> Exercise aim
In the entries below, filter for the word "sunroof" and copy every matching line.

[Opening Available data section]

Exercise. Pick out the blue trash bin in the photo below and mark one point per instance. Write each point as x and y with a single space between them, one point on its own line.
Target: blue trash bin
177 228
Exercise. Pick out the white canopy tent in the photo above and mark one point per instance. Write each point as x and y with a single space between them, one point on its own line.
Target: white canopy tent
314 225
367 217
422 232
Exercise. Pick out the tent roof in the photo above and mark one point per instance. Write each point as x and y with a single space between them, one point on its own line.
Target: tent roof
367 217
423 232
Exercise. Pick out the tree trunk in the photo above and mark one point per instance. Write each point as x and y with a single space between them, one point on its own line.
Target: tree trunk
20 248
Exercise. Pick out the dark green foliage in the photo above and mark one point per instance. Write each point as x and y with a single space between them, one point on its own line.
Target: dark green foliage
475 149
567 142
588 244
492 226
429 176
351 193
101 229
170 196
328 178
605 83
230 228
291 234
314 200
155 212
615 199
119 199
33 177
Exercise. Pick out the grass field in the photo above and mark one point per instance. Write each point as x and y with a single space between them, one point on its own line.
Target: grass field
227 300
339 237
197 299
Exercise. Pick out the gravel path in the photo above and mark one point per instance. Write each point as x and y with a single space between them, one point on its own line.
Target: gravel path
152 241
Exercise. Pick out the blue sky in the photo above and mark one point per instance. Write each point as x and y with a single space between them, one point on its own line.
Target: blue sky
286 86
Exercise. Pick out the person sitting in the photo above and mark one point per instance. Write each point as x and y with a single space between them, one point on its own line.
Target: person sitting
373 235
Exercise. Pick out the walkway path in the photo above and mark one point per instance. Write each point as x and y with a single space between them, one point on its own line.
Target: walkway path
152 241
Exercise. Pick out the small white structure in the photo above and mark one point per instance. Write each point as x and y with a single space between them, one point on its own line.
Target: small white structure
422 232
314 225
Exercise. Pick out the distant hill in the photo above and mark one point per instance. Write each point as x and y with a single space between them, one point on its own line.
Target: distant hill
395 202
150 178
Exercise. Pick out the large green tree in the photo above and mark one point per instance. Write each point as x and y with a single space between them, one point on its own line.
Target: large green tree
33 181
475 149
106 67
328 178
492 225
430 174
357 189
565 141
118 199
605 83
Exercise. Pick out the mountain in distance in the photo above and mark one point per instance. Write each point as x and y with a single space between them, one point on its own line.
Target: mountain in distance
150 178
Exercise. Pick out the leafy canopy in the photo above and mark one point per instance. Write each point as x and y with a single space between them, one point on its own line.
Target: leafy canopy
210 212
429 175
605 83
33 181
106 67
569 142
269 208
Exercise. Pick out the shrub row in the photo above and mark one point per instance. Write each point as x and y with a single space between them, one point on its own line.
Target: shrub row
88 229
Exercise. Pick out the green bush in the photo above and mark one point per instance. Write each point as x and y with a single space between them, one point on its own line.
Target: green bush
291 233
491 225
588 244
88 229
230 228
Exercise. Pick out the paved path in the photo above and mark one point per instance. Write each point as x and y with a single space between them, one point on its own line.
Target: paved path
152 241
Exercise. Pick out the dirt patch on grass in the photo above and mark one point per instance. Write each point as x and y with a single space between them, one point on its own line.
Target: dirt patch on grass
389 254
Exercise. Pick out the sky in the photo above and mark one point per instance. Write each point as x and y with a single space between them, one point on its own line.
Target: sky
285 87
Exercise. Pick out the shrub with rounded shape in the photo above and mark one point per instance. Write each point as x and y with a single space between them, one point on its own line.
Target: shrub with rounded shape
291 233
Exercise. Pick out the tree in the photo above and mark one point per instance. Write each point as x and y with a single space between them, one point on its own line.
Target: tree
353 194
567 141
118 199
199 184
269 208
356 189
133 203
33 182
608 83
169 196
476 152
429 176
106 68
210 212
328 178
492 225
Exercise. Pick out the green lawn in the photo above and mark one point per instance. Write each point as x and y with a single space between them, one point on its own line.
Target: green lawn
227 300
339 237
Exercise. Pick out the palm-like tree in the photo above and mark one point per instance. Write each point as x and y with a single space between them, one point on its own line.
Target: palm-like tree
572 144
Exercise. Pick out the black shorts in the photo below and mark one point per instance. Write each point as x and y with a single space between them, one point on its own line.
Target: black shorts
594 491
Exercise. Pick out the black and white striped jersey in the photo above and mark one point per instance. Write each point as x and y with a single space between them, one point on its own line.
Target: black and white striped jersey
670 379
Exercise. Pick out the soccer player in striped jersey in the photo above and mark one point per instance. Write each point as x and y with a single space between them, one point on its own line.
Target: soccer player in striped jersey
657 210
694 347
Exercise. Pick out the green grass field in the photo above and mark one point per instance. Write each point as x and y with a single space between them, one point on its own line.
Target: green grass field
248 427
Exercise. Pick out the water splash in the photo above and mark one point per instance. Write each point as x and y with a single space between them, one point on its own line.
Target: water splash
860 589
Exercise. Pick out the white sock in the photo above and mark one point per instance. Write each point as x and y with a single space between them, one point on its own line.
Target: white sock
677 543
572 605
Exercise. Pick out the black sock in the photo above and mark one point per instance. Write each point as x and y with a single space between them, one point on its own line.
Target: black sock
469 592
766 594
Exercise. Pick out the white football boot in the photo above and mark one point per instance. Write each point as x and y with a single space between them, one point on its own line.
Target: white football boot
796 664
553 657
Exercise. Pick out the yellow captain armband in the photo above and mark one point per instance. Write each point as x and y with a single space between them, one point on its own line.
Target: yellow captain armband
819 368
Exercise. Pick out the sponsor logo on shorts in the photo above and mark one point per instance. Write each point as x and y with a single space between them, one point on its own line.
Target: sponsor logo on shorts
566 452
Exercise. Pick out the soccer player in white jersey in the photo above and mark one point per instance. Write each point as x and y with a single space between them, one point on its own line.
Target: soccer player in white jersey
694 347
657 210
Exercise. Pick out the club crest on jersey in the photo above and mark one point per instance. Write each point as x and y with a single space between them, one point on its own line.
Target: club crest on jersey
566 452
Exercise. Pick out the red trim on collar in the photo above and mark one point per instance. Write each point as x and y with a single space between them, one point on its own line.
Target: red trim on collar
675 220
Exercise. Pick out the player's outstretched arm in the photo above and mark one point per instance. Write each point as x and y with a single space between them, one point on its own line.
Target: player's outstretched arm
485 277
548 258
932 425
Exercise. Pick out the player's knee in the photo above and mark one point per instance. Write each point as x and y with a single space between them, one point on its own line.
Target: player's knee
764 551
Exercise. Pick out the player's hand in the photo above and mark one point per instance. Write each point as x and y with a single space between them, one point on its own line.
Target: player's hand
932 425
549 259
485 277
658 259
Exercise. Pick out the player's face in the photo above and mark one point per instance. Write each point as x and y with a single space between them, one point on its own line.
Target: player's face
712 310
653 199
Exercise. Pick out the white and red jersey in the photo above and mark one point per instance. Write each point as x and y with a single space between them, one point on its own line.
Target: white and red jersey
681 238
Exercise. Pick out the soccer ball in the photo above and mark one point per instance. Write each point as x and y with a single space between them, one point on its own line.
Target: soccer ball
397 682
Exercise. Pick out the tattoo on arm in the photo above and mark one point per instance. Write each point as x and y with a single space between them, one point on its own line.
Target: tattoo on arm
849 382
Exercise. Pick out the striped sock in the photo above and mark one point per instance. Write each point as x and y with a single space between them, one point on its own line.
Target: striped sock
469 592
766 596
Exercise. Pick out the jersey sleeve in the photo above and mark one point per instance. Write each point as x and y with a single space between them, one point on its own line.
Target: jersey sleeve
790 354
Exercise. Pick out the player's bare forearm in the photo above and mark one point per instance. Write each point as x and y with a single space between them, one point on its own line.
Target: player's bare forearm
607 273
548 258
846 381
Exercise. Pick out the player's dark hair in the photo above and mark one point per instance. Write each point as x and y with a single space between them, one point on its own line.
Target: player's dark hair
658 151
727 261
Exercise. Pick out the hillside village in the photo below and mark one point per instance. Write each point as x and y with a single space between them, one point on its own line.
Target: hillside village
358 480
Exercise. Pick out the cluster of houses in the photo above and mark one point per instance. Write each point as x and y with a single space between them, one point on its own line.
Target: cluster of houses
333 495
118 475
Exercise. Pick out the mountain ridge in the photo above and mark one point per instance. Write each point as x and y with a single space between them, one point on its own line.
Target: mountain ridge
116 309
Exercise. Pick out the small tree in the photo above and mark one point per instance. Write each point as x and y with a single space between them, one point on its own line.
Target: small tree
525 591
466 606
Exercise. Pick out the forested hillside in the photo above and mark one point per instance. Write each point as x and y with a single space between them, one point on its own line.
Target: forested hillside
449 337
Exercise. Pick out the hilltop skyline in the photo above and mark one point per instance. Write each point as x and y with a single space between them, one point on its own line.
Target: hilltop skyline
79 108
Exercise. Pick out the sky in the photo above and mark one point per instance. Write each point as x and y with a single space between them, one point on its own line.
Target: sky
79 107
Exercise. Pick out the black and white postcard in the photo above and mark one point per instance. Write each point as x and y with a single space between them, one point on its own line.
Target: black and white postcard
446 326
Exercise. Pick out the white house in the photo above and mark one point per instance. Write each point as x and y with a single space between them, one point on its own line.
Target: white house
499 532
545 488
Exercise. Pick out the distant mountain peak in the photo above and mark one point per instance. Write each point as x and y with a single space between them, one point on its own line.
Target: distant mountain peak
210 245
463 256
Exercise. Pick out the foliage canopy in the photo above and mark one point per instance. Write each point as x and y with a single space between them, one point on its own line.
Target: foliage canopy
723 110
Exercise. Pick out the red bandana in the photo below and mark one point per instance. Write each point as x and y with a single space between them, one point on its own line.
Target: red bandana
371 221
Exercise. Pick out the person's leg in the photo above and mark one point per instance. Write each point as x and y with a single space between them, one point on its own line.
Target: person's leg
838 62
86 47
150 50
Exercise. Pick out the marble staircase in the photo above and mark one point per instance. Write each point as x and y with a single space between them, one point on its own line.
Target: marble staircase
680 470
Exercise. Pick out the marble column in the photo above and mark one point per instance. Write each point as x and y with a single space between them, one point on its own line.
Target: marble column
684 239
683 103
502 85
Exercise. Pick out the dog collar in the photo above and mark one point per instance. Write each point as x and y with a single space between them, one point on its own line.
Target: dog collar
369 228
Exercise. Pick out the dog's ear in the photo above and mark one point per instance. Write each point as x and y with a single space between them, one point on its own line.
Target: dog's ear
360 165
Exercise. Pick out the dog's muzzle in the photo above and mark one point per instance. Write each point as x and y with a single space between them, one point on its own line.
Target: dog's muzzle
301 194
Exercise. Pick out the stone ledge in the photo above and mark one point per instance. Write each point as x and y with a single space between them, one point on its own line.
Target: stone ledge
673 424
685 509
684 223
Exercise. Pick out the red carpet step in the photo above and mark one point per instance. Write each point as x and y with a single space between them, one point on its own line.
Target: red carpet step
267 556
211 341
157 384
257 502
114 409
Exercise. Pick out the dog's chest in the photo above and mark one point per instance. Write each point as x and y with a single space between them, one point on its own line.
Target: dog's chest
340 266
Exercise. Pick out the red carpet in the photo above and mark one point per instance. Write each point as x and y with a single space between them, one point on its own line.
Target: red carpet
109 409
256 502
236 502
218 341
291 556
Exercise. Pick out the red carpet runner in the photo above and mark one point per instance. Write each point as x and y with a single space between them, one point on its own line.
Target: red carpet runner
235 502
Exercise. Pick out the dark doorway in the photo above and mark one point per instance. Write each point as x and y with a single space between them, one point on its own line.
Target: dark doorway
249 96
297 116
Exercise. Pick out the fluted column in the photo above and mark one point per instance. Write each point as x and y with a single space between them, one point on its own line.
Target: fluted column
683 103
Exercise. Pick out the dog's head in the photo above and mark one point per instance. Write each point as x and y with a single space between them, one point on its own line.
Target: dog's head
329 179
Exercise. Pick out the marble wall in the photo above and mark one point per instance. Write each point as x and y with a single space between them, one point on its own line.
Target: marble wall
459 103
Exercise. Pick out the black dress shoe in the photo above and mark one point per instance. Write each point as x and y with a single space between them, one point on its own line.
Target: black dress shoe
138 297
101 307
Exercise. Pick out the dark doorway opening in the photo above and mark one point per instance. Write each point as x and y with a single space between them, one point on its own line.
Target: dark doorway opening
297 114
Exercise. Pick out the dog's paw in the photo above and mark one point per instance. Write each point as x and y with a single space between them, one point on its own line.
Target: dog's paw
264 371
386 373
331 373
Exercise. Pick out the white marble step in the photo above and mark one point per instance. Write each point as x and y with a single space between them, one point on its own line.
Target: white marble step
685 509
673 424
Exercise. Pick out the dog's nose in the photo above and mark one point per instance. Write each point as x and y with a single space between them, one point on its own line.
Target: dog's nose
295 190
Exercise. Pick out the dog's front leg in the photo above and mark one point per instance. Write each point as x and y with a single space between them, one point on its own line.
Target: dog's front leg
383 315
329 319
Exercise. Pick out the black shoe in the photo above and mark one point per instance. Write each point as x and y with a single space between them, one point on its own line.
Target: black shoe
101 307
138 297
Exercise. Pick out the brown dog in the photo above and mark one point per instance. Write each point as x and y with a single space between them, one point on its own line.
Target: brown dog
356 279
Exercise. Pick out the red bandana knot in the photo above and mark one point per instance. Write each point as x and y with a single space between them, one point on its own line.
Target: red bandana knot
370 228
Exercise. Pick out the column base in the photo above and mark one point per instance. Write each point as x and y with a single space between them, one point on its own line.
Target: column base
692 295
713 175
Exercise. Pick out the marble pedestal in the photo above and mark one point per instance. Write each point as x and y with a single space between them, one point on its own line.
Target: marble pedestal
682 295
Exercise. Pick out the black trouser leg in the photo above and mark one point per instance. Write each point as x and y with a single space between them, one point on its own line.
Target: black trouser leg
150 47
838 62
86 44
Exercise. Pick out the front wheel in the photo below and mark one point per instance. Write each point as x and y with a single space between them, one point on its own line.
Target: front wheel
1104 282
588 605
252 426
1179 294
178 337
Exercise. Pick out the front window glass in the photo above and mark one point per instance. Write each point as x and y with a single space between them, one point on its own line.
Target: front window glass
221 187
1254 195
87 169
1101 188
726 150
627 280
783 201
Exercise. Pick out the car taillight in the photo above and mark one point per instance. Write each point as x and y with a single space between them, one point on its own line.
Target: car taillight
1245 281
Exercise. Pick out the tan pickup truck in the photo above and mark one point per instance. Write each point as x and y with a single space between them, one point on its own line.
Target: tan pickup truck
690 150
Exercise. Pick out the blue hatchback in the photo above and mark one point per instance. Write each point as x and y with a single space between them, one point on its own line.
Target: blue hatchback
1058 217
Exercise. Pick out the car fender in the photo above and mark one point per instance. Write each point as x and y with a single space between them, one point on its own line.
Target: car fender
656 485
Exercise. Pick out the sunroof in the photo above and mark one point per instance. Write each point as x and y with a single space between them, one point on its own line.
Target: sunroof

[Closing Available data section]

> Result
Exercise. Pick out the sunroof in the photo above and mark one point per instance. Write each point as x and y with a single space between them, one point on its own line.
Target: sunroof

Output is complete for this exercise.